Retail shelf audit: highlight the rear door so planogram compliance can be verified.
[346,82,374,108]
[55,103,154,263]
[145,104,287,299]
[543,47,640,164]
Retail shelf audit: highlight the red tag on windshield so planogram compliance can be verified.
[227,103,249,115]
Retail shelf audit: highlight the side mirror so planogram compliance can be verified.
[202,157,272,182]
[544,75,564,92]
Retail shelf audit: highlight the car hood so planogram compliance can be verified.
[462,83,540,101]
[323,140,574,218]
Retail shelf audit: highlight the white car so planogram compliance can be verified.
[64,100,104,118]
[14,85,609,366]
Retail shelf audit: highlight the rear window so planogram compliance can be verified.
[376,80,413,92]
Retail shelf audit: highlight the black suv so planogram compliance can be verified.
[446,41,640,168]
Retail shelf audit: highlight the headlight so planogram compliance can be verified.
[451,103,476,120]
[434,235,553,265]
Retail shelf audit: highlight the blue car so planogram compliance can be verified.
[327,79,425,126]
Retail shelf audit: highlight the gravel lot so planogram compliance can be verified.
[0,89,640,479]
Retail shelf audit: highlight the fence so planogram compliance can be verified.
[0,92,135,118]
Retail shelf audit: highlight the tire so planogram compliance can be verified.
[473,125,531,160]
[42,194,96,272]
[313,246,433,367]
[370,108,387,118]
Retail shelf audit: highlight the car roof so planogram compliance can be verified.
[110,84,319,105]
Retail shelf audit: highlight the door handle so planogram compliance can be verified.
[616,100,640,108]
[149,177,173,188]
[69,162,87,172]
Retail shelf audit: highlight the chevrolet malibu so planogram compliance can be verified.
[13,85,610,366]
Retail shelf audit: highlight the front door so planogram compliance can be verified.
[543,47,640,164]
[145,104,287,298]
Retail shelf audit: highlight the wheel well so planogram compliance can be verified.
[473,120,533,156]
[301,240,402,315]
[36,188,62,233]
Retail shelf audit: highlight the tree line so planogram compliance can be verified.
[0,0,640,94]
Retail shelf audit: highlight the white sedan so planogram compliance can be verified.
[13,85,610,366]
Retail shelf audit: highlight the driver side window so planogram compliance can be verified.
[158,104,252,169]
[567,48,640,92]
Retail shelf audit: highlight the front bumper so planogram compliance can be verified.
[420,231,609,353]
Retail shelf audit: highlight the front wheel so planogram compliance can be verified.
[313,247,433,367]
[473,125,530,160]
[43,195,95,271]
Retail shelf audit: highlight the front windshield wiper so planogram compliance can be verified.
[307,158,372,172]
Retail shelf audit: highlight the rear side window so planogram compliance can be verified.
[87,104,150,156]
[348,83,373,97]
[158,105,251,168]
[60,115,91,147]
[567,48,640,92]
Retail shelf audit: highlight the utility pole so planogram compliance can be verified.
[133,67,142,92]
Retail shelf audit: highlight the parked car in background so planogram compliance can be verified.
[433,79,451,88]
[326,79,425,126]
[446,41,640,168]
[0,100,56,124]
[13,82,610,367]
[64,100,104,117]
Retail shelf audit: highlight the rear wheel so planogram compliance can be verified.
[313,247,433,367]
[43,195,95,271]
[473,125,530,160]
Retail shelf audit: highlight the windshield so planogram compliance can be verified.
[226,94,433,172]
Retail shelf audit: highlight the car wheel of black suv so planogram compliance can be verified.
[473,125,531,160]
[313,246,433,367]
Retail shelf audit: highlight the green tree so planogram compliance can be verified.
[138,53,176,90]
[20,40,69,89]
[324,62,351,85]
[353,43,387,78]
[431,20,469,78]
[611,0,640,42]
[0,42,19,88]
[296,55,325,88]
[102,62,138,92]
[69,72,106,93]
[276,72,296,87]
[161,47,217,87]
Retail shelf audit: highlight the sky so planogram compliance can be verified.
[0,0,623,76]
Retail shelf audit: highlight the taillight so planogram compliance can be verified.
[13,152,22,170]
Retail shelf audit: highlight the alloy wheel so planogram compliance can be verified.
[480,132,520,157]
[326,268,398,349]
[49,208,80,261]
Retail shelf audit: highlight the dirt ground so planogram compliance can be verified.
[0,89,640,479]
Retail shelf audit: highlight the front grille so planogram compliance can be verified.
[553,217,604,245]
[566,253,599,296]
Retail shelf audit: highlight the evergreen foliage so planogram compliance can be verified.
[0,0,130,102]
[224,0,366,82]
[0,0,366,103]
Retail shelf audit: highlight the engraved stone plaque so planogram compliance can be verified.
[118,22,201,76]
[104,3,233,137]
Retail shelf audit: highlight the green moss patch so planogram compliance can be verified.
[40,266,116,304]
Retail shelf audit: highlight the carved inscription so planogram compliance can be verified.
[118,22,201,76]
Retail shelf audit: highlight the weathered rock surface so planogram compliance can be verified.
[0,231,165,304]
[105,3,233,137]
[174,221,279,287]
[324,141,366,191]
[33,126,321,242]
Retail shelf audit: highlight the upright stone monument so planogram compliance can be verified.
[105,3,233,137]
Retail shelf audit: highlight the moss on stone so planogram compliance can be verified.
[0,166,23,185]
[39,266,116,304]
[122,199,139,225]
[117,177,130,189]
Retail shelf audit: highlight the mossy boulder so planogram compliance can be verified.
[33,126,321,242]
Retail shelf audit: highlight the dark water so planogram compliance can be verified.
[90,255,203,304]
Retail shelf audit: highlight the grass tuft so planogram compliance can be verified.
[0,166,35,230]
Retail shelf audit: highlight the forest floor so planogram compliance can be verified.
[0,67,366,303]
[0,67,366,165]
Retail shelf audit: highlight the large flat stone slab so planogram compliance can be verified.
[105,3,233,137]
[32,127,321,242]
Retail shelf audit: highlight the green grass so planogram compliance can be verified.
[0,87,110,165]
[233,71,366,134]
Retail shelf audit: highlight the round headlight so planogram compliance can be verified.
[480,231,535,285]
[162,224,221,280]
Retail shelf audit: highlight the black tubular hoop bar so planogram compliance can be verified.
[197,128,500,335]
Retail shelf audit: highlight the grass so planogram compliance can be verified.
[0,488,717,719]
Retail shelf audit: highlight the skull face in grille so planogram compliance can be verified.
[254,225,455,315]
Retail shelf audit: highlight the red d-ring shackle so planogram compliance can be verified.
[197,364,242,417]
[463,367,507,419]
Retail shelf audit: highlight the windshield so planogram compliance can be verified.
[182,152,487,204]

**Job**
Put every line of the rows above into a numbered list, skipping any blank lines.

**Task response**
1. Retail shelf audit: highlight the rear door so planogram compliance can be verified.
2. [346,82,374,108]
3. [55,103,154,263]
4. [145,104,287,299]
5. [543,47,640,164]
6. Retail shelf audit: highlight the red tag on windshield so planogram compliance can be verified.
7. [227,103,249,115]
8. Retail shelf audit: highlight the side mirror so planogram compliance can be verified.
9. [202,157,272,182]
10. [544,75,564,92]
11. Retail shelf audit: highlight the car hood so planogram compliance can be verified.
12. [462,83,540,101]
13. [323,140,574,218]
14. Retail shelf audit: highlight the white car so planogram compliance can be verified.
15. [64,100,104,118]
16. [14,85,609,366]
17. Retail shelf audit: highlight the rear window so planogram compliance can be verified.
18. [376,80,413,92]
19. Retail shelf audit: highlight the black suv so planogram compliance can be verified.
20. [446,41,640,168]
21. Retail shelf audit: highlight the headlight so planogram compliance can be verified.
22. [451,103,476,120]
23. [434,235,553,265]
24. Retail shelf audit: highlight the blue car so planogram compliance can be verified.
25. [327,79,425,126]
26. Retail shelf audit: highlight the gravel lot so planogram compliance can be verified.
27. [0,89,640,479]
28. Retail shelf audit: highlight the fence so planogram compliance can be verified.
29. [0,92,135,118]
30. Retail shelf audit: highlight the tire so planogram compliance can be verified.
31. [473,125,531,160]
32. [42,194,96,272]
33. [313,246,433,367]
34. [370,108,387,118]
35. Retail shelf audit: highlight the car roof so planogram compliance can be verified.
36. [110,84,319,105]
37. Retail shelf audit: highlight the door handle so planogram compliance can be verified.
38. [616,100,640,108]
39. [149,177,173,188]
40. [69,162,87,172]
41. Retail shelf audit: highlight the chevrolet malibu so planogram compliance can be verified.
42. [13,85,610,366]
43. Retail shelf audit: highlight the front door so planogram compliance can be verified.
44. [543,47,640,164]
45. [145,104,287,298]
46. Retail shelf audit: highlight the wheel well so planogram compliance can be verified.
47. [473,120,533,156]
48. [301,240,402,315]
49. [36,188,62,233]
50. Retail shelf audit: highlight the tree line so planogram compliance can be verified.
51. [0,0,640,94]
52. Retail shelf audit: highlight the white sedan so planogram compliance can be verified.
53. [13,85,610,366]
54. Retail shelf audit: highlight the driver side window so planogram compliance can be verified.
55. [158,104,252,169]
56. [567,48,640,92]
57. Retail shelf audit: highlight the front bumper so planogram compliance can be verified.
58. [420,231,609,353]
59. Retail shelf audit: highlight the front wheel so planogram compliance can be verified.
60. [313,247,433,367]
61. [473,125,530,160]
62. [43,195,95,271]
63. Retail shelf audit: highlight the front windshield wiper so planogram compliance can be verified.
64. [307,158,372,172]
65. Retail shelf audit: highlight the rear side window so planogram compliance can be verified.
66. [87,104,150,156]
67. [348,83,373,97]
68. [158,105,251,168]
69. [60,115,91,147]
70. [567,48,640,92]
71. Retail shelf audit: highlight the utility pole so planogram compliance can be verified.
72. [133,67,142,92]
73. Retail shelf audit: highlight the parked car in background so planogram compliance can be verified.
74. [433,79,451,88]
75. [326,79,425,126]
76. [446,41,640,168]
77. [0,100,56,124]
78. [13,82,610,367]
79. [64,100,104,117]
80. Retail shelf audit: highlight the rear wheel so planogram compliance can be verified.
81. [313,247,433,367]
82. [43,195,95,271]
83. [473,125,530,160]
84. Retail shelf audit: highlight the windshield so planogram compliance can be verified.
85. [226,94,433,172]
86. Retail shelf audit: highlight the car wheel of black suv so planogram compliance can be verified.
87. [473,125,531,160]
88. [313,246,433,367]
89. Retail shelf audit: highlight the green tree so planogram compliance can be verified.
90. [138,53,176,90]
91. [20,40,69,89]
92. [324,62,351,85]
93. [353,43,387,78]
94. [431,20,469,78]
95. [611,0,640,42]
96. [0,42,19,88]
97. [296,55,325,88]
98. [102,62,138,92]
99. [69,72,106,93]
100. [276,72,296,87]
101. [161,47,217,87]
102. Retail shelf audit: highlight the sky so planogram compliance can be verified.
103. [0,0,623,76]
104. Retail shelf audit: highlight the taillight so planogram compliance can be verified.
105. [13,152,22,170]
106. Retail shelf audit: highlight the alloy wheel so planogram compliance can be verified.
107. [480,132,520,157]
108. [326,268,398,349]
109. [49,208,80,261]
110. Retail shelf audit: highlight the dirt ground so planogram compliance can be verified.
111. [0,89,640,479]
112. Retail shelf audit: highlight the front grille so planogram compliance can be verified.
113. [553,217,604,245]
114. [566,253,599,296]
115. Retail shelf audit: highlight the evergreen foliage so planogram compliance can be verified.
116. [0,0,130,102]
117. [224,0,366,82]
118. [0,0,366,103]
119. Retail shelf audit: highlight the engraved stone plaque so planogram compliance can be verified.
120. [118,22,201,76]
121. [104,3,233,137]
122. Retail shelf audit: highlight the green moss patch so planogram compliance can be verified.
123. [40,266,116,304]
124. Retail shelf audit: highlight the carved inscription so planogram compliance can be verified.
125. [118,22,201,76]
126. Retail shelf audit: highlight the weathered rock surface so planogram compliance can be verified.
127. [0,231,165,304]
128. [105,3,233,137]
129. [174,221,279,287]
130. [324,141,366,191]
131. [33,126,321,242]
132. Retail shelf audit: highlight the upright stone monument so planogram compliance can be verified.
133. [105,3,233,137]
134. Retail shelf audit: highlight the moss on stone so planogram compliance can be verified.
135. [0,166,23,185]
136. [39,266,116,304]
137. [122,199,139,225]
138. [117,177,130,189]
139. Retail shelf audit: highlight the mossy boulder so planogram compliance can be verified.
140. [33,126,321,242]
141. Retail shelf audit: highlight the dark water so planogram compliance can be verified.
142. [90,255,203,304]
143. Retail shelf audit: highlight the grass tuft so planogram compliance can be verified.
144. [0,166,35,230]
145. Retail shelf audit: highlight the forest floor so planogram compliance can be verified.
146. [0,67,366,303]
147. [0,67,366,165]
148. Retail shelf audit: highlight the large flat stone slab so planogram compliance can be verified.
149. [105,3,233,137]
150. [32,127,321,242]
151. Retail shelf audit: highlight the green grass so planogram compliance can be verified.
152. [0,87,110,165]
153. [233,71,366,134]
154. Retail shelf audit: highlight the round headlight so planogram compliance can be verified.
155. [480,231,535,285]
156. [162,224,221,280]
157. Retail shelf audit: highlight the black tubular hoop bar so planogram compliance can be verified.
158. [197,128,500,335]
159. Retail shelf audit: highlight the grass so planogram compliance can be verified.
160. [0,488,717,719]
161. Retail shelf audit: highlight the skull face in grille so planogram compliance can be verified.
162. [254,225,455,315]
163. Retail shelf audit: highlight the red d-ring shackle so planogram compliance can be verified.
164. [197,364,242,417]
165. [463,367,507,419]
166. Retail shelf audit: highlight the windshield so planogram compliance can be verified.
167. [182,152,487,204]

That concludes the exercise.